- [Tarefas]
(1) Diga se cada afirmação concorda com o texto sobre a cobertura do caso Nardoni, respondendo sim ou não e citando literalmente as palavras do texto que decidem: (a) Quem escreve lê os dois jornais na versão impressa. (b) Entre as coberturas citadas, a melhor foi a da Globo News. (c) A promotoria de fato apostou na emoção, como a Folha anunciou.
(2) Reproduza sem alterações o trecho do texto sobre a cobertura do caso Nardoni que vai de "A cobertura do caso Nardoni" a "é da Globo.".

Thursday, 21 de November de 2024 ISSN 1519-7670 - Ano 24 - nº 1315

A cobertura do caso Nardoni

Leio diariamente dois jornais, a Folha de S. Paulo e O Estado de S. Paulo. Leio-os na versão internet. Acompanhei o julgamento do casal Alexandre Nardoni e Anna Carolina Jatobá pelos dois jornais, pelos respectivos sites e ainda pela Globo News e o site G1 que, como se sabe, é da Globo.


Acredito, como Alberto Dines, o ex-ombudsman da Folha Carlos Eduardo Lins da Silva e vários outros, que o futuro da mídia impressa está em fornecer textos que a pressa da internet ou do audiovisual não permite proporcionar. No entanto, para quem tem esta esperança, a cobertura do caso decepcionou. A melhor cobertura – das que citei – foi a da Globo News.


O Estado efetuou uma cobertura neutra, correta. Já a Folha errou, ao anunciar que a promotoria apostaria na ‘emoção’. Isso não se comprovou. Assim teria sido se colocassem fotos tamanho gigante da menina (lembro um caso, na década de 1990, em que isso aconteceu; adianto: isso é eticamente inadmissível).

Itens de dados

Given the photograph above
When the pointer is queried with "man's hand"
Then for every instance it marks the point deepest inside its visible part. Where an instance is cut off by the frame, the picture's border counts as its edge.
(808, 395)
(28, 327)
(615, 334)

- [Respostas esperadas]
(1)
(a) Não: "Leio-os na versão internet."
(b) Sim: "A melhor cobertura – das que citei – foi a da Globo News."
(c) Não: "Isso não se comprovou."

(2)
A cobertura do caso Nardoni

Leio diariamente dois jornais, a Folha de S. Paulo e O Estado de S. Paulo. Leio-os na versão internet. Acompanhei o julgamento do casal Alexandre Nardoni e Anna Carolina Jatobá pelos dois jornais, pelos respectivos sites e ainda pela Globo News e o site G1 que, como se sabe, é da Globo.